• _GIVEN TEXT_:
——————
The financial crisis in 2008 spurred common efforts led by the G20 and the IMF to develop a set of common standards and rules for the financial sector, with the Basel Committee on Banking Supervision at the helm.
The Basel Capital Accord of 1988 was supplemented by new accords – Basel II and Basel III. Most advanced jurisdictions have transposed these standards into legislation. As a member of the European Economic Area, Norway has an obligation to implement most of the financial regulations adopted by the EU.
I understand those who argue that international common standards for governing the financial sector have become too extensive and complex. Counting the ballooning number of pages of the regulation has become a popular sport.
Still, the instability that might result from too little regulation is probably worse.
Besides the high economic costs of adverse financial shocks, recurrent financial instability undermines peoples’ confidence in the economic system. In countries with persistent financial stress, people resist taking up loans and stash their savings under the mattress, not in the bank.
Opening up to international markets increases exposure to external shocks, not only in financial markets – in all markets. International integration requires continuous adjustments and triggers shifts in the occupational composition that can indeed be painful. Both to those who sees their job opportunities diminish, as well as to the economy as a whole.
——————
(Collected data entries)
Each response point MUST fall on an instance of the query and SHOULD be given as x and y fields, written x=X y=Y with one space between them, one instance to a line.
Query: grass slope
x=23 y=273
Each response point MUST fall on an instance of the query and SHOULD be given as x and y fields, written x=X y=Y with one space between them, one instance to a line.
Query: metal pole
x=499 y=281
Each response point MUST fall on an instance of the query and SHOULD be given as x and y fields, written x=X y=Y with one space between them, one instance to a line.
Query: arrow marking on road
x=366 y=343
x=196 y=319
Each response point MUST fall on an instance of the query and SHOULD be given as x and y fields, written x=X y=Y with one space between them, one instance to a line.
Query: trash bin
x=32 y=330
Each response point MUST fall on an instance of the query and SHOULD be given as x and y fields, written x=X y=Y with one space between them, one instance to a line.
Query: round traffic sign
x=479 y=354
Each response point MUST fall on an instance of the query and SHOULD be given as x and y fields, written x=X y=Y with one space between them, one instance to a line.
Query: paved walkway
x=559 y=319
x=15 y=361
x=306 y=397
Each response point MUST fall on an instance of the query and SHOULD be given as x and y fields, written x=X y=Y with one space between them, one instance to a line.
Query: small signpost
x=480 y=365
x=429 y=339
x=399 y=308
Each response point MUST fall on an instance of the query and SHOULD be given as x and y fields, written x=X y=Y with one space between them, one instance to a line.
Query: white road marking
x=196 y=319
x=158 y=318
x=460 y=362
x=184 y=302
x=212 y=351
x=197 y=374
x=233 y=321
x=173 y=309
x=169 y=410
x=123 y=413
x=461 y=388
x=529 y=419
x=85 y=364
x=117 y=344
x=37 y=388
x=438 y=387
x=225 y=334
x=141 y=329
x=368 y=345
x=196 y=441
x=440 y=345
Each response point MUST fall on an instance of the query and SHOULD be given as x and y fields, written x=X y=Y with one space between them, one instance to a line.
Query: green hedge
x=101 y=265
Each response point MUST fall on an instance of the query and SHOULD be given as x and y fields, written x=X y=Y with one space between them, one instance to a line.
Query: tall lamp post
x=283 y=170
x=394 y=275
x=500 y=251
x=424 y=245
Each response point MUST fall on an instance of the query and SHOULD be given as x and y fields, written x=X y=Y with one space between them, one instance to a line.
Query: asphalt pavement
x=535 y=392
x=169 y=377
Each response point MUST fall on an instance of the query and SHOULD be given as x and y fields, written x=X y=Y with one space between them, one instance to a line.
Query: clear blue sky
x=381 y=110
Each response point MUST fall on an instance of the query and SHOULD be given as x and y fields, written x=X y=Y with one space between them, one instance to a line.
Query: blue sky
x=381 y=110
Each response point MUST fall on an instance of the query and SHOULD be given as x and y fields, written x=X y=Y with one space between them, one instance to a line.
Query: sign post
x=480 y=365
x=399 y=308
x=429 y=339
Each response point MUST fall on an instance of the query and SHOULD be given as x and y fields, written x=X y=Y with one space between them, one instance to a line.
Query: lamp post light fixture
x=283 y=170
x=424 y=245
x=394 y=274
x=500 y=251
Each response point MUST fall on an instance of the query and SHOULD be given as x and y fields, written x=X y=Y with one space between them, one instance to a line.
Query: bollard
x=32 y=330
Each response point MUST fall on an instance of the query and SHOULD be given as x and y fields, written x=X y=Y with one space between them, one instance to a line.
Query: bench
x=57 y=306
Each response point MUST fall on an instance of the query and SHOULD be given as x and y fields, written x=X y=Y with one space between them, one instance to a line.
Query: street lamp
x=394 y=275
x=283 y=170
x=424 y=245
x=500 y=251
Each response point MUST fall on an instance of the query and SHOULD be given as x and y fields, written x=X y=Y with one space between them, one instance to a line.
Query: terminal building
——————
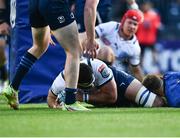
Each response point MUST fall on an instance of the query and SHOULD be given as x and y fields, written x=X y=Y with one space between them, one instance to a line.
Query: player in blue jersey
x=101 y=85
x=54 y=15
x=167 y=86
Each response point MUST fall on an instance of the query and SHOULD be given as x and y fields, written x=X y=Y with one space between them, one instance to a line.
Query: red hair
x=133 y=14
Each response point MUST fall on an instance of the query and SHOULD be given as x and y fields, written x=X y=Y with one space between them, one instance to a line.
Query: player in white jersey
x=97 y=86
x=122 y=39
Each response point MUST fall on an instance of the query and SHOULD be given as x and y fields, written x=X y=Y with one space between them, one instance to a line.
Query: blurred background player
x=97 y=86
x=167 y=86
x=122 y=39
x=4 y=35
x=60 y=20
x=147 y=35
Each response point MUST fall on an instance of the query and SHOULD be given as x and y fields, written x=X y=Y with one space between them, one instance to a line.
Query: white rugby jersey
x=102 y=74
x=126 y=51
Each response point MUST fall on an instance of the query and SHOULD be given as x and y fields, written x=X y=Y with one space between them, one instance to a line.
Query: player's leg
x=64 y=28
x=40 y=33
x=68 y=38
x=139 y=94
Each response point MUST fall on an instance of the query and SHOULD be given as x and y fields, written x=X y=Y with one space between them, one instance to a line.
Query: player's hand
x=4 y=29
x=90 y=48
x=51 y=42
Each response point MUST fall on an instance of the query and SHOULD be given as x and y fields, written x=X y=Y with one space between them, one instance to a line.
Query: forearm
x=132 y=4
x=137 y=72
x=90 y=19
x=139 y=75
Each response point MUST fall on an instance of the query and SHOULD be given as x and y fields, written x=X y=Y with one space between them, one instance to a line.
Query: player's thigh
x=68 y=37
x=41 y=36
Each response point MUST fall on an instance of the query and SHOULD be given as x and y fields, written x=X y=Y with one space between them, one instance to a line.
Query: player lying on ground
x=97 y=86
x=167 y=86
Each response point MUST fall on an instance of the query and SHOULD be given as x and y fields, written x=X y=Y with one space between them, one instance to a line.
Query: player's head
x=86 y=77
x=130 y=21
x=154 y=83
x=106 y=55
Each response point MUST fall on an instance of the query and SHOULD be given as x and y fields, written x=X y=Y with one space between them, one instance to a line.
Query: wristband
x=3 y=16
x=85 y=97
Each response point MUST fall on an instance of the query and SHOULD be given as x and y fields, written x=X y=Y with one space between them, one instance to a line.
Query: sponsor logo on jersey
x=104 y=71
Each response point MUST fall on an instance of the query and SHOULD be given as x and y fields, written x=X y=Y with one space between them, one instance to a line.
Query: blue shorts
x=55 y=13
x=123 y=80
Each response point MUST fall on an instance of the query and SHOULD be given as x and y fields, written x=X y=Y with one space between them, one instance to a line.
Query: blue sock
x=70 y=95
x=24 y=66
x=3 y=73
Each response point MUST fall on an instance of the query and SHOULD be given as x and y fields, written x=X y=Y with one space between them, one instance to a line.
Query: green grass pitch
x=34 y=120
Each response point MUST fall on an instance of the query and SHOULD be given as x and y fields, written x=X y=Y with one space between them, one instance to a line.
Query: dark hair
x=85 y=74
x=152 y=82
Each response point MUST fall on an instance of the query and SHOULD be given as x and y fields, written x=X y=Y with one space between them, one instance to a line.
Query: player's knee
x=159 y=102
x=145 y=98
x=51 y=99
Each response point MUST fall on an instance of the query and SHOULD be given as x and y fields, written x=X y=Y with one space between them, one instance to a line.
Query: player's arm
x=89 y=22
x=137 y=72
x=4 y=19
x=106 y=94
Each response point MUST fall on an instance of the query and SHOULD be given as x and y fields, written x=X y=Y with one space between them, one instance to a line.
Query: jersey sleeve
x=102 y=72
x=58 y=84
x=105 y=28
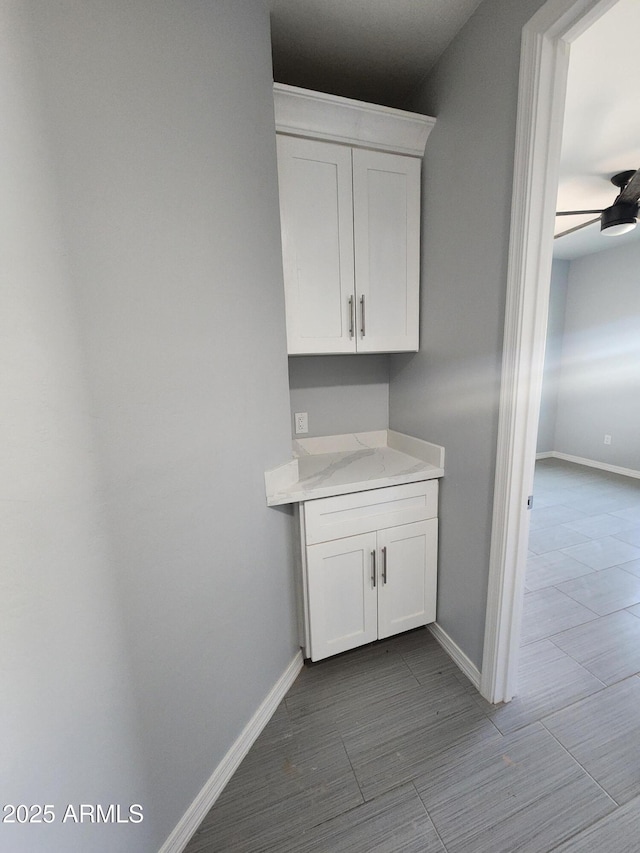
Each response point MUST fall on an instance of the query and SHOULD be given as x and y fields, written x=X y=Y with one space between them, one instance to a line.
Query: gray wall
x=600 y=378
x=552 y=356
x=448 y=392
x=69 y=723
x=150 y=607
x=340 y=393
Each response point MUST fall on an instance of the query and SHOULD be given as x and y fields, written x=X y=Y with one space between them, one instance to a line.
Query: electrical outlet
——————
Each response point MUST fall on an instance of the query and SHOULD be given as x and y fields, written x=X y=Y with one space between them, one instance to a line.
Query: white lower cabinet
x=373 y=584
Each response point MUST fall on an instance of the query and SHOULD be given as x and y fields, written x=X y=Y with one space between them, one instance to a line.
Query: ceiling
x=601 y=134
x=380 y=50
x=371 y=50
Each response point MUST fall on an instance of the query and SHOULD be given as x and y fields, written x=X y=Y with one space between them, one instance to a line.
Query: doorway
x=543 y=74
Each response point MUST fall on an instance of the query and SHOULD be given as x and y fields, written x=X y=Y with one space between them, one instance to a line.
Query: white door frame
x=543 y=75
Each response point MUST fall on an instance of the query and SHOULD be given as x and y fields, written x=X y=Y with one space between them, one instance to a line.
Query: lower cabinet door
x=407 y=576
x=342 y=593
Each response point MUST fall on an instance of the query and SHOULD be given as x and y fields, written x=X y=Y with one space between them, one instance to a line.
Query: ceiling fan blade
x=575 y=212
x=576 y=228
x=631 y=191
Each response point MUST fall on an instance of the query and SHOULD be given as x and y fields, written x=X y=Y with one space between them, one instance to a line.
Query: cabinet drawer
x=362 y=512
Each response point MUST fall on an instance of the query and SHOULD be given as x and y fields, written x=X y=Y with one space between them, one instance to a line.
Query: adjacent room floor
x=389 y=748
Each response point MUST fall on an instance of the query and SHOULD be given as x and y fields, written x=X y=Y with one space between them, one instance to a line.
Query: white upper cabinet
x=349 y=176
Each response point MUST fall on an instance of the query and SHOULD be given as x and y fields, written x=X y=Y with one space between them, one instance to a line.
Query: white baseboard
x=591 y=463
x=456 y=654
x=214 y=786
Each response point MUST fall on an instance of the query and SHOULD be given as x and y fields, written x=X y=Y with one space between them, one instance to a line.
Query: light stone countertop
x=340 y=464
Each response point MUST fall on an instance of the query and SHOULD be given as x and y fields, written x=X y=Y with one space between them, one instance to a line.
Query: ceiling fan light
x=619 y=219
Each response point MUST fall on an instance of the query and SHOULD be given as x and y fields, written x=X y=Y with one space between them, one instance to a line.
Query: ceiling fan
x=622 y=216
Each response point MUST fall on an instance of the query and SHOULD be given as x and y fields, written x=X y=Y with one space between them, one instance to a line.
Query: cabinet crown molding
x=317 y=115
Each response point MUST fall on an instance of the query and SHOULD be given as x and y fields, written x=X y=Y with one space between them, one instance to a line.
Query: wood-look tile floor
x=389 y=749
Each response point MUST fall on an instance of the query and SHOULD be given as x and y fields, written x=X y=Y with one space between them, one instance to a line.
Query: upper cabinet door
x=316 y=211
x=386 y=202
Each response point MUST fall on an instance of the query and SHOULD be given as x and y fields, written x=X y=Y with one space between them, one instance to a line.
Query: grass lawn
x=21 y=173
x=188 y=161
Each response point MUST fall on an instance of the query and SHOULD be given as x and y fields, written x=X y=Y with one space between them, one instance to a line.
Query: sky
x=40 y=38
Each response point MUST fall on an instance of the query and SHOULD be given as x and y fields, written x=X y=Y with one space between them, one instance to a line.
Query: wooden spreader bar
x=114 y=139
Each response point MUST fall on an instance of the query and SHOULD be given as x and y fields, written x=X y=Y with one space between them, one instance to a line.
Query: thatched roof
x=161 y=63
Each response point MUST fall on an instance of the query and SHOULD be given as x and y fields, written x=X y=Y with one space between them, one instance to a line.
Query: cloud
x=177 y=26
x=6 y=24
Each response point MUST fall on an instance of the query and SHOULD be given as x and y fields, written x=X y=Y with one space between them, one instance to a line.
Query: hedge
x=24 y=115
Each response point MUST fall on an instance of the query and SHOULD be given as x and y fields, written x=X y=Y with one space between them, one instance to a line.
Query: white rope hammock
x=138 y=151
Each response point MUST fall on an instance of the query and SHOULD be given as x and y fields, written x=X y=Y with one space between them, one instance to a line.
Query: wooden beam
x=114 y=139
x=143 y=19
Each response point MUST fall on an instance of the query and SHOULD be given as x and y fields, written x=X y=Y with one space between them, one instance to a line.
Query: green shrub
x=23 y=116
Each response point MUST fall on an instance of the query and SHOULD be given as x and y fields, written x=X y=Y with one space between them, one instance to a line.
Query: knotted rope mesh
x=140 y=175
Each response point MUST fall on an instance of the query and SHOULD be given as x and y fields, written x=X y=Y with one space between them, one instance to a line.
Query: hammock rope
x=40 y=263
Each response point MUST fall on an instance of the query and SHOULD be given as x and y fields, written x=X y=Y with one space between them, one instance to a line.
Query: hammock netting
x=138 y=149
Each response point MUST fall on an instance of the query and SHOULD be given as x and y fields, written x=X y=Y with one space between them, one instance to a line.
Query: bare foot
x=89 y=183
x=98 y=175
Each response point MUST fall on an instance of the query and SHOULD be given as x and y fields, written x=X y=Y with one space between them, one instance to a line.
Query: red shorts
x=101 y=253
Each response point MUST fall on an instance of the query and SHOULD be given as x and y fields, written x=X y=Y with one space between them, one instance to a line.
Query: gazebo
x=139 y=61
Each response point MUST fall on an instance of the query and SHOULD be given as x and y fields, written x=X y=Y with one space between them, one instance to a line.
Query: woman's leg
——————
• _EXERCISE TASK A_:
According to the passage on financial regulation, why must Norway implement most of the financial regulations adopted by the EU?
• _EXERCISE TASK B_:
Transcribe everything in the passage on financial regulation from "The financial crisis" down to "adopted by the EU.".
The records have nothing to do with the passage on financial regulation.

• _EXERCISE ANSWER A_:
Norway is a member of the European Economic Area.

• _EXERCISE ANSWER B_:
The financial crisis in 2008 spurred common efforts led by the G20 and the IMF to develop a set of common standards and rules for the financial sector, with the Basel Committee on Banking Supervision at the helm.
The Basel Capital Accord of 1988 was supplemented by new accords – Basel II and Basel III. Most advanced jurisdictions have transposed these standards into legislation. As a member of the European Economic Area, Norway has an obligation to implement most of the financial regulations adopted by the EU.